Copy all data exactly. Skip pictures.

##### Dataset excerpts

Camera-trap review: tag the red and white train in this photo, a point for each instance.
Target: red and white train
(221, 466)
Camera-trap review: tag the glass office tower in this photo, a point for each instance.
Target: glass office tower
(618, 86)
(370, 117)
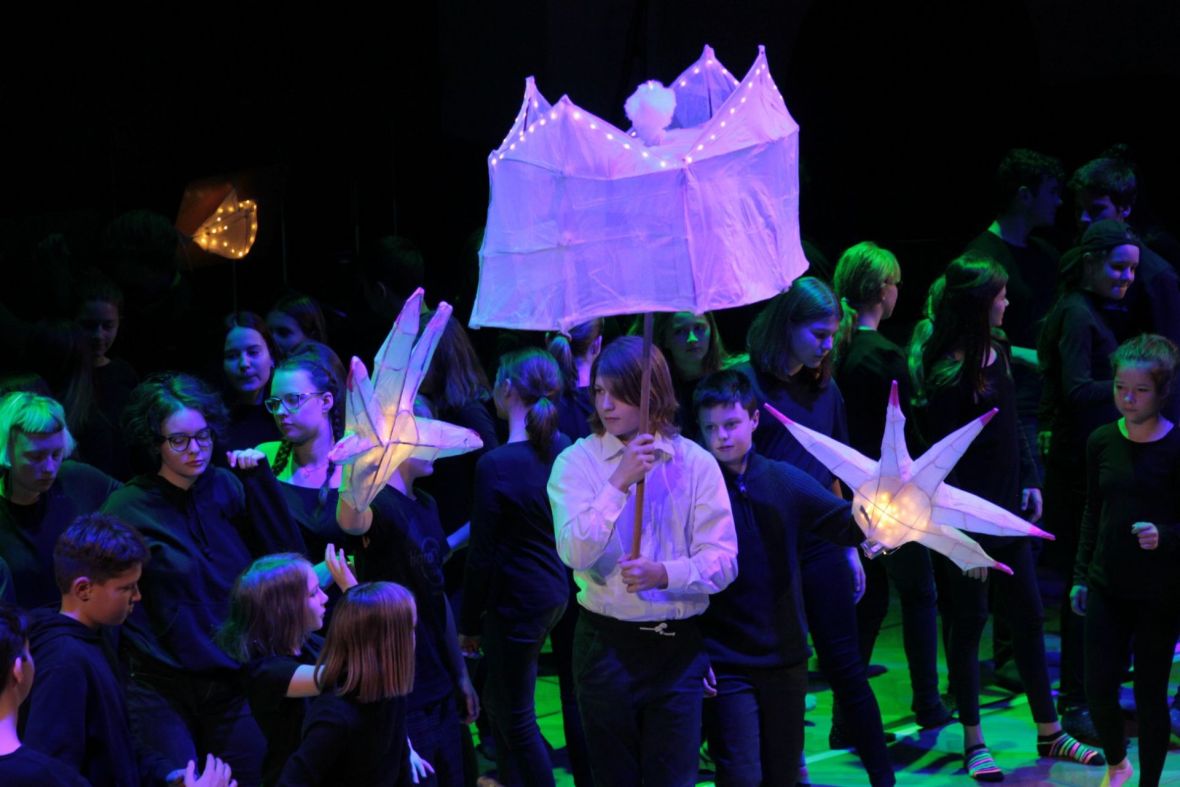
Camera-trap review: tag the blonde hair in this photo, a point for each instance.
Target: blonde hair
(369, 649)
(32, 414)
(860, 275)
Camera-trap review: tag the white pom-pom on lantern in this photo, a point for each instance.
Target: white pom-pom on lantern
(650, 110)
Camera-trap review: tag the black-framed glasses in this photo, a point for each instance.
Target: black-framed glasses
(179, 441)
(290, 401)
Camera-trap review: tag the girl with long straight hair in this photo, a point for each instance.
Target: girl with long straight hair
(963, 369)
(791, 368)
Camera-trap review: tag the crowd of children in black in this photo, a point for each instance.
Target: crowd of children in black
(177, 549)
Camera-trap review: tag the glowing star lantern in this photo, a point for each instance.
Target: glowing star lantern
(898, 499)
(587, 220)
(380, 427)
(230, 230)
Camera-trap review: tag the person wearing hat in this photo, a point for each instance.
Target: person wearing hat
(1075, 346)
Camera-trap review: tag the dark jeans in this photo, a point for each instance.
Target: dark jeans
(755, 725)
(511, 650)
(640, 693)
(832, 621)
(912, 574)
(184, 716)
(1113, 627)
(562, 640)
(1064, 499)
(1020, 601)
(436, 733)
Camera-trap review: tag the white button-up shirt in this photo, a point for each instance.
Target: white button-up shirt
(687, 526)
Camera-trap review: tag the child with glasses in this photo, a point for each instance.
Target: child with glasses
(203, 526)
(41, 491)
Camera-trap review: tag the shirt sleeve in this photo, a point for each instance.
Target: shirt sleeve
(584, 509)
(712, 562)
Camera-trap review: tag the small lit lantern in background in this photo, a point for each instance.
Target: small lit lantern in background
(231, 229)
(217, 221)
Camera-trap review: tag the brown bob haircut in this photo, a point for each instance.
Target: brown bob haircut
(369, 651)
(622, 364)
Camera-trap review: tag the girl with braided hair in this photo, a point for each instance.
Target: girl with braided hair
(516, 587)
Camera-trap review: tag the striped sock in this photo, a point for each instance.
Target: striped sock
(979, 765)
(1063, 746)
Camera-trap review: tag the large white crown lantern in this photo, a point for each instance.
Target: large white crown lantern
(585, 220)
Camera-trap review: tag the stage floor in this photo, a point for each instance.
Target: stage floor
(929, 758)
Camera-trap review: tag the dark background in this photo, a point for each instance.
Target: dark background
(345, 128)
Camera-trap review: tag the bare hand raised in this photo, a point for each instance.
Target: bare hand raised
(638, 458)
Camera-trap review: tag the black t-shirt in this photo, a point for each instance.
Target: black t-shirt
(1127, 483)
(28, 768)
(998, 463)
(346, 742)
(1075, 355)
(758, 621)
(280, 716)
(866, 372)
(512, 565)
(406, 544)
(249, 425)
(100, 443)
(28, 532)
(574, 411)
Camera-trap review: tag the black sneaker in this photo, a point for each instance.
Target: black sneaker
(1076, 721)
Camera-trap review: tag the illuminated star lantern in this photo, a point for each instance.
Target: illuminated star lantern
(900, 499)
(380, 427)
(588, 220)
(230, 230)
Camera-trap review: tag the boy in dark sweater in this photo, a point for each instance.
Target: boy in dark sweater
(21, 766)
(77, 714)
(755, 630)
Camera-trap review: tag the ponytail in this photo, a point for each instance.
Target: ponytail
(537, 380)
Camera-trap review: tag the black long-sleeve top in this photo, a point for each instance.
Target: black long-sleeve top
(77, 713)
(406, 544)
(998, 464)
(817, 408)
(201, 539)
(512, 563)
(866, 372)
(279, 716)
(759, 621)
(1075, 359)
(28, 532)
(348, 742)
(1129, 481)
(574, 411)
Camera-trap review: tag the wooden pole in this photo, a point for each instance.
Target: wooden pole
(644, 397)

##########

» **Your solution**:
Camera-trap review: tag the red and white train in this photo, a point for each instance.
Target: red and white train
(221, 466)
Camera-trap review: tag the glass office tower in this photo, a point for each instance.
Target: glass office tower
(618, 86)
(370, 117)
Camera-trap review: tag the blonde hair in this photo, a point for each instance.
Target: blonde hair
(369, 649)
(32, 414)
(860, 275)
Camera-trap review: tag the white pom-pom on lantern in this photo, a point for each instance.
Target: white pom-pom on lantern
(650, 110)
Camera-trap review: tag the black-framed glasses in this photo, a point for each instance.
Target: black-framed glasses
(179, 441)
(290, 401)
Camera-trap review: tag the girl with long straight hair in this photo, a point for each instance.
Target: girl with long straight hair
(963, 369)
(791, 368)
Camera-trap review: tag the crowd of children in black in this photo, a point for each instance.
Target: crowd of children in black
(177, 549)
Camera-trap review: tag the glowing star lantern in this photo, a point for each instance.
Target: glowing star lantern
(898, 499)
(587, 220)
(380, 427)
(230, 230)
Camera-trap review: tag the person wearing hat in this photo, a point for each instance.
Target: person wearing hat
(1075, 346)
Camera-trap review: tag the dark jeans in this photo, a point for each instance.
Target: dark jeans
(755, 725)
(511, 650)
(640, 693)
(832, 621)
(912, 574)
(184, 716)
(1113, 627)
(562, 640)
(1064, 499)
(1020, 601)
(436, 733)
Camera-trap review: tag the white button-up shirt in this photo, a point for each instance.
Target: white button-up shirt
(687, 526)
Camera-trap review: tag the child with glasses in this photo, a point for each instance.
Target: child with glasses
(203, 526)
(41, 491)
Camera-trap review: tag the shirt sleeve in this photo, a point for each instance.
Target: shirt sleeve
(584, 509)
(712, 562)
Camera-trap review: tag the small lit lantern in background in this photo, a point for each instance.
Target: small lit lantern in background
(231, 229)
(217, 221)
Camera-trap review: tag the brown bob haircut in this photo, a point for each instance.
Target: brown bob haircut
(369, 651)
(622, 364)
Camera-trap review: tag the girl with braided hair in this photo, a point for each instance.
Target: girl with braided hair
(516, 587)
Camera-trap review: tag the striped sock in this photo, a point for each instance.
Target: striped sock
(979, 765)
(1063, 746)
Camera-trap review: tag the large white crown lantern in this photo, a point for each instance.
Target: large white crown lantern
(585, 220)
Camera-trap review: tag the stage floor in this photo, a point for each instance.
Target: stage floor
(929, 758)
Camera-trap review: tag the dark background in this photo, a point for each instance.
Target: dark background
(345, 128)
Camera-trap review: tag the bare hand raised in this photo, a point for each instance.
Target: bare hand raised
(638, 458)
Camera-trap review: tag the black t-shirt in this photo, a point for each instance.
Target: black t-shirt
(1127, 483)
(28, 768)
(998, 463)
(346, 742)
(1075, 355)
(758, 621)
(280, 716)
(866, 372)
(512, 565)
(406, 544)
(249, 425)
(100, 443)
(28, 532)
(574, 411)
Camera-trap review: tag the black sneaker in this photo, a point for each instance.
Target: black sneaker
(1076, 721)
Camera-trap review: tag the illuminated star lantern in this photo, a point for each instance.
Target: illuminated star lantern
(900, 499)
(380, 427)
(588, 220)
(230, 230)
Camera-trap review: tag the boy in dark sweater in this photo, a point for each instance.
Target: boy in dark sweater
(21, 766)
(77, 714)
(755, 630)
Camera-trap review: tag the ponytail in this photo, a point for each instance.
Target: ponytail
(537, 380)
Camera-trap review: tag the black long-sleeve top in this photo, a point for each instance.
Target: black long-sleeve top
(77, 713)
(406, 544)
(998, 464)
(817, 408)
(201, 539)
(512, 563)
(866, 372)
(279, 716)
(759, 621)
(1075, 359)
(28, 532)
(348, 742)
(1129, 481)
(574, 411)
Camera-trap review: tag the wooden pole in this photo, a point for each instance.
Target: wooden pole
(644, 397)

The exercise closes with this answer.